#### REQUIRED TASK
Send back the entries below exactly as they appear.

---+---

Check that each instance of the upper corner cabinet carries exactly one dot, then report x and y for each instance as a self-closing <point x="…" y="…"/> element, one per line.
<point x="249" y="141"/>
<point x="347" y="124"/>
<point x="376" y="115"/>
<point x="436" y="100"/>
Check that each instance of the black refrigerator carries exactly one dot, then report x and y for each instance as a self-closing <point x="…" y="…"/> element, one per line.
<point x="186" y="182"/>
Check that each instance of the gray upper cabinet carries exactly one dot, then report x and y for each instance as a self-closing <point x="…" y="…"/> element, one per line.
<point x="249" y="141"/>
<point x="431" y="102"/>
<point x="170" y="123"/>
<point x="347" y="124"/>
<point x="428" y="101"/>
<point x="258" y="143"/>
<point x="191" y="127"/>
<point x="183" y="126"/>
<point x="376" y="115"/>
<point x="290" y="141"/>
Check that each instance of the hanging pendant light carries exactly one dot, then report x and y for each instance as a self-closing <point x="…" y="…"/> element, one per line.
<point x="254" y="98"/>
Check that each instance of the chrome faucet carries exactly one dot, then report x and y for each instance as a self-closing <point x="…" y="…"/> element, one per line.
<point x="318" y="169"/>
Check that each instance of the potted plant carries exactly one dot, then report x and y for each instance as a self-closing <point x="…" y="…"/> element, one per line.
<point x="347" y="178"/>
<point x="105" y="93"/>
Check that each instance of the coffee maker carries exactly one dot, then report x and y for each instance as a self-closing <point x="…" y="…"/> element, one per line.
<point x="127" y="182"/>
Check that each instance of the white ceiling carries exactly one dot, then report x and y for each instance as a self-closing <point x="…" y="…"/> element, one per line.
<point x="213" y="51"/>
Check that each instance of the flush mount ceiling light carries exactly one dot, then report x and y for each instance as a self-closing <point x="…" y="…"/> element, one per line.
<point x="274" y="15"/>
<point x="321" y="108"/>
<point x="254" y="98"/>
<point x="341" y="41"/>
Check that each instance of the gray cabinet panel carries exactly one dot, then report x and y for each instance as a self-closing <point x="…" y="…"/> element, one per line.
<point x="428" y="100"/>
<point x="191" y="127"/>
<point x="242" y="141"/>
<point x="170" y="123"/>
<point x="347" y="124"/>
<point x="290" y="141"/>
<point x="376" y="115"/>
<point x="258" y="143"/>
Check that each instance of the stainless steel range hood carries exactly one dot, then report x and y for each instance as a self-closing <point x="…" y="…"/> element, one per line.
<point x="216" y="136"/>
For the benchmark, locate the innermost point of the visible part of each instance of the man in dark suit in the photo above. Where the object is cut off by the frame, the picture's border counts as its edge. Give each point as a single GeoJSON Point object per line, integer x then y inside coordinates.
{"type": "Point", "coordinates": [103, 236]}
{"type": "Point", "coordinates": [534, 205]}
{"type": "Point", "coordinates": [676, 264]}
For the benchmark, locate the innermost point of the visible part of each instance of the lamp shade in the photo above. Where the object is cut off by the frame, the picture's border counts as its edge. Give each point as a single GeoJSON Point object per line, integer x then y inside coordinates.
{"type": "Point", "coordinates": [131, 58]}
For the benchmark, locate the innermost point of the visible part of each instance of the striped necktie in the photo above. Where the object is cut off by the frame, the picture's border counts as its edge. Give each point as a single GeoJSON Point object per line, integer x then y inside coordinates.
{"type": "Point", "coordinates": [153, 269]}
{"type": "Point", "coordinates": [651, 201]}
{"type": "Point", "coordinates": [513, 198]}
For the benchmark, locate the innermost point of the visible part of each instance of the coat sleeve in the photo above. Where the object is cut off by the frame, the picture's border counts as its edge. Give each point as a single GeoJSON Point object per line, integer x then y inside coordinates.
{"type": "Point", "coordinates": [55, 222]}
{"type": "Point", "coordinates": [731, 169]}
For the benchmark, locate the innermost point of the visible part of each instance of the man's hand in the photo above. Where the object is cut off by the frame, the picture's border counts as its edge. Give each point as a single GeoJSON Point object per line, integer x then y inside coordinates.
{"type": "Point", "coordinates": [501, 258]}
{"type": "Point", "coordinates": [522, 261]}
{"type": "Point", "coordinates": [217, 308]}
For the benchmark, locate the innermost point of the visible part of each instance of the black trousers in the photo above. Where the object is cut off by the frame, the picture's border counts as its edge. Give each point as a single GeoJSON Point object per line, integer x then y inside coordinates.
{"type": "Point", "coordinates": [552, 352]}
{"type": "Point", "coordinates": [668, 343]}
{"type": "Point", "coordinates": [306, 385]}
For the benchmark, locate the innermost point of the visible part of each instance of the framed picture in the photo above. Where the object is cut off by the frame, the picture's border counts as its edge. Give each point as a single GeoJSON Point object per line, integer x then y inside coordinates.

---+---

#### WRITTEN REPLY
Check that each instance of the upper corner cabinet carries exactly one dot, then report x and y for each instance as a self-closing <point x="…" y="…"/> element, one per line.
<point x="249" y="141"/>
<point x="347" y="124"/>
<point x="376" y="115"/>
<point x="436" y="100"/>
Check that each instance of the black refrigerator carries exactly one dot, then report x and y for each instance as a self-closing <point x="…" y="…"/> element, one per line.
<point x="186" y="182"/>
Check that each instance of the gray upper cabinet carries exactly one dot, then report x and y for each instance as a self-closing <point x="…" y="…"/> element, one per line.
<point x="249" y="141"/>
<point x="431" y="102"/>
<point x="170" y="123"/>
<point x="347" y="124"/>
<point x="428" y="101"/>
<point x="258" y="143"/>
<point x="191" y="127"/>
<point x="183" y="126"/>
<point x="376" y="115"/>
<point x="290" y="141"/>
Check that each instance of the hanging pendant light carries exactly one dot, then report x and y for each instance as a self-closing <point x="…" y="…"/> element, one per line.
<point x="254" y="98"/>
Check that each instance of the chrome faucet carries exactly one dot, then report x and y for each instance as a self-closing <point x="…" y="…"/> element, one per line.
<point x="318" y="169"/>
Check that each instance of the potted plant carries exactly one dot, then report x and y for each instance as a self-closing <point x="…" y="…"/> element, one per line.
<point x="347" y="178"/>
<point x="105" y="93"/>
Check that each instance of the coffee maker carries exactly one dot, then report x and y for each instance as a self-closing <point x="…" y="…"/> element, one per line.
<point x="127" y="182"/>
Check that each instance of the white ceiling carries exactly one dot, then report x and y for each instance as a self-closing <point x="…" y="…"/> element, one per line.
<point x="213" y="51"/>
Check that each instance of the flush mount ceiling light carries exactly one dot, then report x and y for each instance as a self-closing <point x="…" y="…"/> element, one per line.
<point x="274" y="15"/>
<point x="321" y="108"/>
<point x="254" y="98"/>
<point x="341" y="41"/>
Check that each instance of the gray cabinet panel carries exactly one dot, then report x and y for each instance as a self-closing <point x="…" y="…"/> element, one per line.
<point x="428" y="100"/>
<point x="191" y="127"/>
<point x="242" y="141"/>
<point x="170" y="123"/>
<point x="347" y="124"/>
<point x="290" y="141"/>
<point x="376" y="115"/>
<point x="258" y="143"/>
Check that each instance of the stainless steel range hood carries exactly one dot, then report x and y for each instance as a self-closing <point x="…" y="…"/> element, one per line.
<point x="216" y="136"/>
For the benchmark, locate the innermost point of the visible part of each instance of the man in dark suit in the photo above. Where the object is cut off by the frame, the picture's border counts as its edge. Give each point as a single GeoJSON Point object per line, integer x then y inside coordinates.
{"type": "Point", "coordinates": [103, 236]}
{"type": "Point", "coordinates": [534, 205]}
{"type": "Point", "coordinates": [676, 264]}
For the benchmark, locate the innermost point of the visible part of each instance of the lamp shade in the photo above. Where the object is cut off by the frame, the picture's border counts as its edge. Give each point as a single GeoJSON Point object per line, integer x then y inside coordinates.
{"type": "Point", "coordinates": [131, 58]}
For the benchmark, locate the innermost point of the visible part of each instance of the striped necktie in the photo above. Where the object is cut off by the frame, the picture's border counts as its edge. Give each point as a single GeoJSON Point object per line, integer x then y inside coordinates.
{"type": "Point", "coordinates": [153, 269]}
{"type": "Point", "coordinates": [651, 201]}
{"type": "Point", "coordinates": [513, 198]}
For the benchmark, locate the innermost point of the visible part of each instance of the coat sleeve in the photo above. Where the object is cut off by the frame, the picture's border counts as its edge. Give each point as a single GeoJSON Point object per line, integer x then y inside coordinates.
{"type": "Point", "coordinates": [55, 222]}
{"type": "Point", "coordinates": [731, 169]}
For the benchmark, locate the innermost point of the visible part of each instance of the man's hand in the photo above. Where the object is cut off by the frame, the picture's border counts as its edge. Give each point as a single GeoJSON Point object per line, integer x then y inside coordinates.
{"type": "Point", "coordinates": [501, 258]}
{"type": "Point", "coordinates": [522, 261]}
{"type": "Point", "coordinates": [217, 308]}
For the benchmark, locate the innermost point of the visible part of each instance of the black trousers in the photo above. Where the object is cut off by the frame, the picture's border counts as its edge. Give each point as a single GeoJSON Point object per line, integer x then y inside coordinates.
{"type": "Point", "coordinates": [552, 352]}
{"type": "Point", "coordinates": [668, 343]}
{"type": "Point", "coordinates": [306, 385]}
For the benchmark, locate the innermost point of the visible part of each instance of the framed picture in the photo above. Where the object is cut off by the frame, the picture's border counts as its edge. Give each point as a single GeoJSON Point object per line, integer x then y inside coordinates.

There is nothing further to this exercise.